Bounding box annotation entries
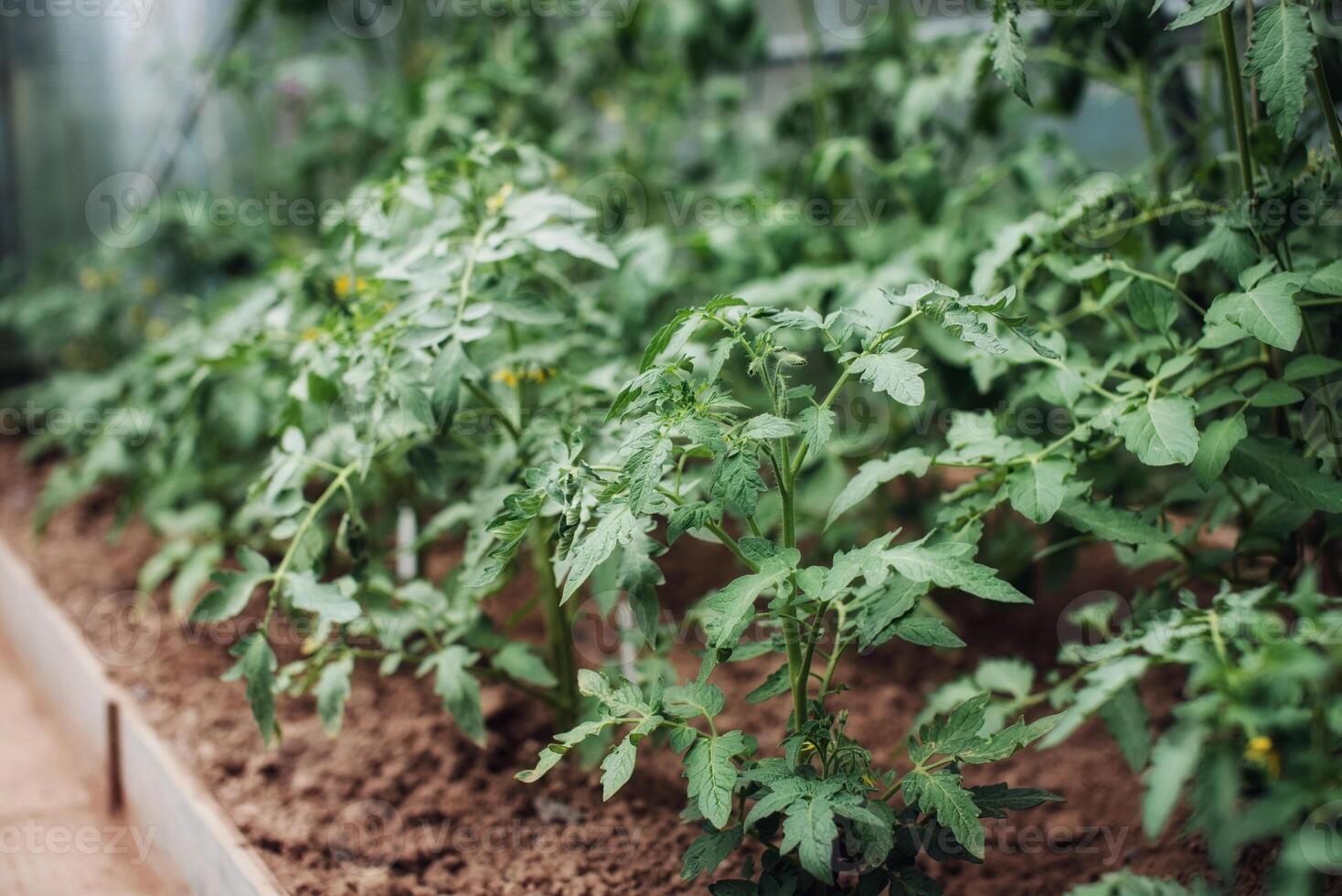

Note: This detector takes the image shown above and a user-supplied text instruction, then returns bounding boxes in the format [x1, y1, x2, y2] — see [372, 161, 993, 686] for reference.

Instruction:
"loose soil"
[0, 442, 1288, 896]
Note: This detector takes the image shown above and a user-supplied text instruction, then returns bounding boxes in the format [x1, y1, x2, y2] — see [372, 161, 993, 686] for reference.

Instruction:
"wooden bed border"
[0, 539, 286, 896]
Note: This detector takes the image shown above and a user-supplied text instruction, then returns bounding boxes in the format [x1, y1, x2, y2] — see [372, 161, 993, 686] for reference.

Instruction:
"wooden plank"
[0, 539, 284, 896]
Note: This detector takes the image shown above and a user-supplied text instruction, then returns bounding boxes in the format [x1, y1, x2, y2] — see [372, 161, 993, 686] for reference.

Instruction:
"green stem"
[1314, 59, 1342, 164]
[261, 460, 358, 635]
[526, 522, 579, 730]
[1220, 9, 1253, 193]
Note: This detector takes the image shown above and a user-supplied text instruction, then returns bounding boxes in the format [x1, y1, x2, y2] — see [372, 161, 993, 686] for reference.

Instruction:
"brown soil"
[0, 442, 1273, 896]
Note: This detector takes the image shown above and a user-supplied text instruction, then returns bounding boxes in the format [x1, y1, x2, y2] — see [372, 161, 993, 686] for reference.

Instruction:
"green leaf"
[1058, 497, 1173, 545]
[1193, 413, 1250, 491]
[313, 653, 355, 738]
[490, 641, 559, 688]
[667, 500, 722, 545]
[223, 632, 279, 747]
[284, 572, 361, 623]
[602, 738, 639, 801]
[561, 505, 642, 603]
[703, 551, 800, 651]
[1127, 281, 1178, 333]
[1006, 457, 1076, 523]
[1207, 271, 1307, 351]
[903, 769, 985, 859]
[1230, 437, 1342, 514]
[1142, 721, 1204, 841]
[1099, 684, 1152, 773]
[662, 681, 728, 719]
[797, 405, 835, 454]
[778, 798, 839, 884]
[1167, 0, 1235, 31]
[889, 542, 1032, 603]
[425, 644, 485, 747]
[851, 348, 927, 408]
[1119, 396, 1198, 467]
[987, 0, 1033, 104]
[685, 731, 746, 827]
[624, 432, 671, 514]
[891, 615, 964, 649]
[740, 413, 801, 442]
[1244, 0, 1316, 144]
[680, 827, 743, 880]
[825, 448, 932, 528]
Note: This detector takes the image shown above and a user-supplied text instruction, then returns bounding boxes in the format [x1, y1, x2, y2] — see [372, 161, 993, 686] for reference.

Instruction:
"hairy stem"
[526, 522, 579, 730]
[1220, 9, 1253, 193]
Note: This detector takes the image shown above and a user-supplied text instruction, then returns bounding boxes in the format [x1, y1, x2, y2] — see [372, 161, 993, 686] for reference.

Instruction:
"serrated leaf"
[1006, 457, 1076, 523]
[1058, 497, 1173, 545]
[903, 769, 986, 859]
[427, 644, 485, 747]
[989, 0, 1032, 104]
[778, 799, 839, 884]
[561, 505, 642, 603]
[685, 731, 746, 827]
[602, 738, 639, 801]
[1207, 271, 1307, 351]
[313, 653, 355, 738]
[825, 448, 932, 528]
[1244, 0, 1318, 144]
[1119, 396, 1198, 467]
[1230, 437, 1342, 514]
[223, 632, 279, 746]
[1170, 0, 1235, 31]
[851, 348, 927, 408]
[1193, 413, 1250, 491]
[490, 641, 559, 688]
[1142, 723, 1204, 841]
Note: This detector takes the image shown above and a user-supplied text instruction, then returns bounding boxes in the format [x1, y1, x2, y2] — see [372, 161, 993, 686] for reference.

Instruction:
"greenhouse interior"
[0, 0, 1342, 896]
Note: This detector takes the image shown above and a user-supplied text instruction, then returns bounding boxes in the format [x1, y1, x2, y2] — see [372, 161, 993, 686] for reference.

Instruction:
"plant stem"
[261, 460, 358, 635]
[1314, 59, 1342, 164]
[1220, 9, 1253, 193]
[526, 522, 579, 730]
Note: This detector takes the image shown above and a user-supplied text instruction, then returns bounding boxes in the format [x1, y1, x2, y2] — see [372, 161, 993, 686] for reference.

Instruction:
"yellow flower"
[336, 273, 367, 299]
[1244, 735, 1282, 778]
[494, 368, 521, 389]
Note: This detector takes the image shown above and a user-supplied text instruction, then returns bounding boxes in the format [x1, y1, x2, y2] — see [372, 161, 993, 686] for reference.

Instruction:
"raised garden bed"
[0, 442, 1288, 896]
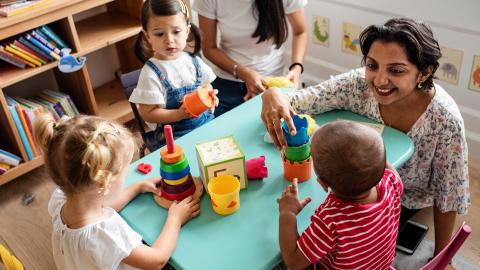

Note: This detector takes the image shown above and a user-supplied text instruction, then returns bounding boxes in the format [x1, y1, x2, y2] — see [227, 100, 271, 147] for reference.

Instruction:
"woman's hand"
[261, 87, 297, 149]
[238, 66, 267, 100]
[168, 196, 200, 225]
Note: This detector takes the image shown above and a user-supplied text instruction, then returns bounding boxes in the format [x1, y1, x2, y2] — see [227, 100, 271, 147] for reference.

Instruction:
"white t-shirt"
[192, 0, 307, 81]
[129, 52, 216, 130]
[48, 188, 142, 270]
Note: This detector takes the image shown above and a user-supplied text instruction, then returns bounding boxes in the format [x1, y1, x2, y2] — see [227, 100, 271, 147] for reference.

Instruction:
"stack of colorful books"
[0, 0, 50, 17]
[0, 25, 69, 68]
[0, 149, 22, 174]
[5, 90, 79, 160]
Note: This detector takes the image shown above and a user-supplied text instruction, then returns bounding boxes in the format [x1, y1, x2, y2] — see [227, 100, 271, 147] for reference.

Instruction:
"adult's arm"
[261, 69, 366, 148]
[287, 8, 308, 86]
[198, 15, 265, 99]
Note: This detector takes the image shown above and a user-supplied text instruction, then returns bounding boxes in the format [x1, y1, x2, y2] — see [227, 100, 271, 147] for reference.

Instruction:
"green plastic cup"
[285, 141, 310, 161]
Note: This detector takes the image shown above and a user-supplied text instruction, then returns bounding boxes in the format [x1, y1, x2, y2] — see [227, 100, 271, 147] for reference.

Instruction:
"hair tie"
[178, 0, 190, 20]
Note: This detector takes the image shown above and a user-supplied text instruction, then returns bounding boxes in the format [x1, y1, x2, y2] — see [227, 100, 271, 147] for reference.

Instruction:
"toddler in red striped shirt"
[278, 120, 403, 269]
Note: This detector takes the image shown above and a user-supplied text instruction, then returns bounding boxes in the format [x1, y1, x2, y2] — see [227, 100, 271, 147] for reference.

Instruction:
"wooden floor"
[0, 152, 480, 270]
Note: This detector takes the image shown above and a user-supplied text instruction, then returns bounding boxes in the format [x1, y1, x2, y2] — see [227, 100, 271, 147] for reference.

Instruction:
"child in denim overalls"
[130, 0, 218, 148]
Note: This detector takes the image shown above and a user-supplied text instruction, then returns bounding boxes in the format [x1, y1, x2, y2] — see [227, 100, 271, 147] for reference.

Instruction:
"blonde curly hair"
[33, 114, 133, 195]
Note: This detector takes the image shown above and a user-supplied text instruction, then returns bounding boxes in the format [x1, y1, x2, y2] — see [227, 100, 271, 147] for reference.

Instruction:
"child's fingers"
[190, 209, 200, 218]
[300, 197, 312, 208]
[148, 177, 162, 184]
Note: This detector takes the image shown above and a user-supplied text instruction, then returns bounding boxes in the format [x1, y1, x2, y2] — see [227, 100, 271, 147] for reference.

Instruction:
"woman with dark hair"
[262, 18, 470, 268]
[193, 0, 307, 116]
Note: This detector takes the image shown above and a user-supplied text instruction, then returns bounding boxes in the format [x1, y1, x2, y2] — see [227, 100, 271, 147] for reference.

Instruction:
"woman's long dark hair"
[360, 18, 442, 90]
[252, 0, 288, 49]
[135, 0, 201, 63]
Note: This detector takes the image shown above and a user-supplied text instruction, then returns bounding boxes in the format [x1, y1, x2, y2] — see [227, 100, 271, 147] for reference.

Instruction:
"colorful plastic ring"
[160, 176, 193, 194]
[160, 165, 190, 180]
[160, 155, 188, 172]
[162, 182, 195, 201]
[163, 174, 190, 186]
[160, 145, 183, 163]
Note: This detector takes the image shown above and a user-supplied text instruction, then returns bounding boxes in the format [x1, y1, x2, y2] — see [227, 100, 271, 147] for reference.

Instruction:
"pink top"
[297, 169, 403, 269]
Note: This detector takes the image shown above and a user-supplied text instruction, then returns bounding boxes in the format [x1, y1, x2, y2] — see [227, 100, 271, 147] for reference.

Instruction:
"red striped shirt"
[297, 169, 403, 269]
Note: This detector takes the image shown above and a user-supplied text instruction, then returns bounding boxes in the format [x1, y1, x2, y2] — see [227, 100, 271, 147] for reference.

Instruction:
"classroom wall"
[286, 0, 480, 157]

* **Problem statement**
From the records above, pull out every line that contains the string "wooden", with case counting, and copy each one unchanged.

* **The answer**
"wooden bed border"
"wooden plank"
"wooden floor"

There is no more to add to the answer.